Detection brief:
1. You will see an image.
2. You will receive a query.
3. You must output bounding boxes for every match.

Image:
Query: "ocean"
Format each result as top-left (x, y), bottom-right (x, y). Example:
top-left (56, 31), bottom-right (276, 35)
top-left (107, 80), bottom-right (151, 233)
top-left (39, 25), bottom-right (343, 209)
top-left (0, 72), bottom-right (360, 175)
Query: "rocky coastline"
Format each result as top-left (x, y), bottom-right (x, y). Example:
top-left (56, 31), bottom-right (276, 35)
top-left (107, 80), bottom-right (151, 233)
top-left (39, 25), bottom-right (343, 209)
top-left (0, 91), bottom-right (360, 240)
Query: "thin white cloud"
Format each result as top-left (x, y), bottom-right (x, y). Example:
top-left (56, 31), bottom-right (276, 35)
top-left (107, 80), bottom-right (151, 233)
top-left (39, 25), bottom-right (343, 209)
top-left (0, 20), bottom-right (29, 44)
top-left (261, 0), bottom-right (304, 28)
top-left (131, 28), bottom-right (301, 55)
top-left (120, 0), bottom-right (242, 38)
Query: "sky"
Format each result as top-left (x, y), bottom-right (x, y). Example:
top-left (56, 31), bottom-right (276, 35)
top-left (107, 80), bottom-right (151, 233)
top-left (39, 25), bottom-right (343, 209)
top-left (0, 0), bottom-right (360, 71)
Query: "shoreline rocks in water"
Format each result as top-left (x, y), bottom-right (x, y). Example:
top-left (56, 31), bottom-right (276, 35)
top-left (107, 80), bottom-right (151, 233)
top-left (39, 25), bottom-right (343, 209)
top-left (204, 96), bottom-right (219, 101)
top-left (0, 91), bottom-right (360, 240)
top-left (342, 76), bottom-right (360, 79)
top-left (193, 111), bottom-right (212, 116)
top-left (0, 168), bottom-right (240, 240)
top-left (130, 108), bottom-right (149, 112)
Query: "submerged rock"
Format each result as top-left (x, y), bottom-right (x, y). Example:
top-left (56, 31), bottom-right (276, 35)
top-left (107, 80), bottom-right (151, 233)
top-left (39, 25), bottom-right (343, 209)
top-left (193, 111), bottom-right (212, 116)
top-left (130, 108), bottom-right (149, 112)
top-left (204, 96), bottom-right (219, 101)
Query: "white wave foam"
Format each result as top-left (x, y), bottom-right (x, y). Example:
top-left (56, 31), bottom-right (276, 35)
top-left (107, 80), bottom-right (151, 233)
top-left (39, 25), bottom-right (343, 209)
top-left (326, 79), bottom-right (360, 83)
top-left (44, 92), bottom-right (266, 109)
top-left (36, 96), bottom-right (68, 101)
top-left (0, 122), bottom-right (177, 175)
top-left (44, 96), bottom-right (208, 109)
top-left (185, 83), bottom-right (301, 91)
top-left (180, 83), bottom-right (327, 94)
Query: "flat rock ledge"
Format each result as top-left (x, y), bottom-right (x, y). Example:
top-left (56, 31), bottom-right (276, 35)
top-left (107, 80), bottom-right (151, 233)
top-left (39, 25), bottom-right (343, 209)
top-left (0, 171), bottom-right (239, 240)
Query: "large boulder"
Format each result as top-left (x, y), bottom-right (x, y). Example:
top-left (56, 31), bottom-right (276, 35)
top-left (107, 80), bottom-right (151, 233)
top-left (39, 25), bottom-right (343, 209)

▸ Directive
Rewrite all of the records above, replacing every occurrence of "Example" with "Sample" and leaving everything else unchanged.

▸ Exercise response
Detection brief:
1. You will see an image.
2. You will receive a query.
3. You must output bounding boxes for every match.

Image:
Query: "ocean"
Format each result as top-left (x, y), bottom-right (x, y). Sample:
top-left (56, 31), bottom-right (276, 35)
top-left (107, 80), bottom-right (151, 233)
top-left (39, 25), bottom-right (343, 209)
top-left (0, 72), bottom-right (360, 175)
Query: "rocky coastline"
Format each result as top-left (x, y), bottom-right (x, y). Sample:
top-left (56, 31), bottom-right (276, 35)
top-left (107, 80), bottom-right (151, 233)
top-left (39, 25), bottom-right (343, 209)
top-left (0, 91), bottom-right (360, 240)
Query: "thin white cloud"
Format each result as top-left (x, y), bottom-right (x, y). Sample:
top-left (56, 31), bottom-right (276, 35)
top-left (107, 80), bottom-right (151, 233)
top-left (39, 25), bottom-right (343, 209)
top-left (0, 20), bottom-right (29, 44)
top-left (261, 0), bottom-right (304, 28)
top-left (131, 28), bottom-right (301, 55)
top-left (120, 0), bottom-right (242, 38)
Query: "sky"
Format each result as top-left (x, y), bottom-right (x, y). Sample:
top-left (56, 31), bottom-right (276, 35)
top-left (107, 80), bottom-right (151, 233)
top-left (39, 25), bottom-right (343, 209)
top-left (0, 0), bottom-right (360, 71)
Query: "shoreline rocks in water"
Format each result as top-left (x, y), bottom-right (x, y). Sample:
top-left (56, 31), bottom-right (276, 35)
top-left (107, 80), bottom-right (151, 233)
top-left (39, 25), bottom-right (343, 209)
top-left (204, 96), bottom-right (219, 101)
top-left (0, 91), bottom-right (360, 240)
top-left (342, 76), bottom-right (360, 79)
top-left (193, 111), bottom-right (212, 116)
top-left (0, 168), bottom-right (240, 240)
top-left (130, 108), bottom-right (149, 112)
Query: "submerged rock"
Format each result as top-left (x, y), bottom-right (x, y). Sample:
top-left (56, 31), bottom-right (276, 35)
top-left (107, 80), bottom-right (151, 233)
top-left (39, 25), bottom-right (343, 209)
top-left (193, 111), bottom-right (212, 116)
top-left (130, 108), bottom-right (149, 112)
top-left (204, 96), bottom-right (219, 101)
Query: "white wave foam"
Format each result as top-left (x, y), bottom-right (x, y). Sample:
top-left (56, 31), bottom-right (276, 35)
top-left (107, 80), bottom-right (151, 233)
top-left (39, 25), bottom-right (343, 209)
top-left (326, 79), bottom-right (360, 83)
top-left (44, 92), bottom-right (266, 109)
top-left (36, 96), bottom-right (68, 101)
top-left (0, 122), bottom-right (177, 175)
top-left (44, 96), bottom-right (208, 109)
top-left (185, 83), bottom-right (301, 91)
top-left (180, 83), bottom-right (327, 94)
Query: "flat rock ledge"
Format each result as top-left (x, y), bottom-right (x, y). Sample:
top-left (56, 31), bottom-right (276, 35)
top-left (107, 80), bottom-right (151, 233)
top-left (39, 25), bottom-right (343, 209)
top-left (0, 171), bottom-right (239, 240)
Query: "large boulder"
Format each result as top-left (x, y), bottom-right (x, y). Sample:
top-left (56, 31), bottom-right (276, 35)
top-left (107, 80), bottom-right (151, 233)
top-left (39, 25), bottom-right (343, 209)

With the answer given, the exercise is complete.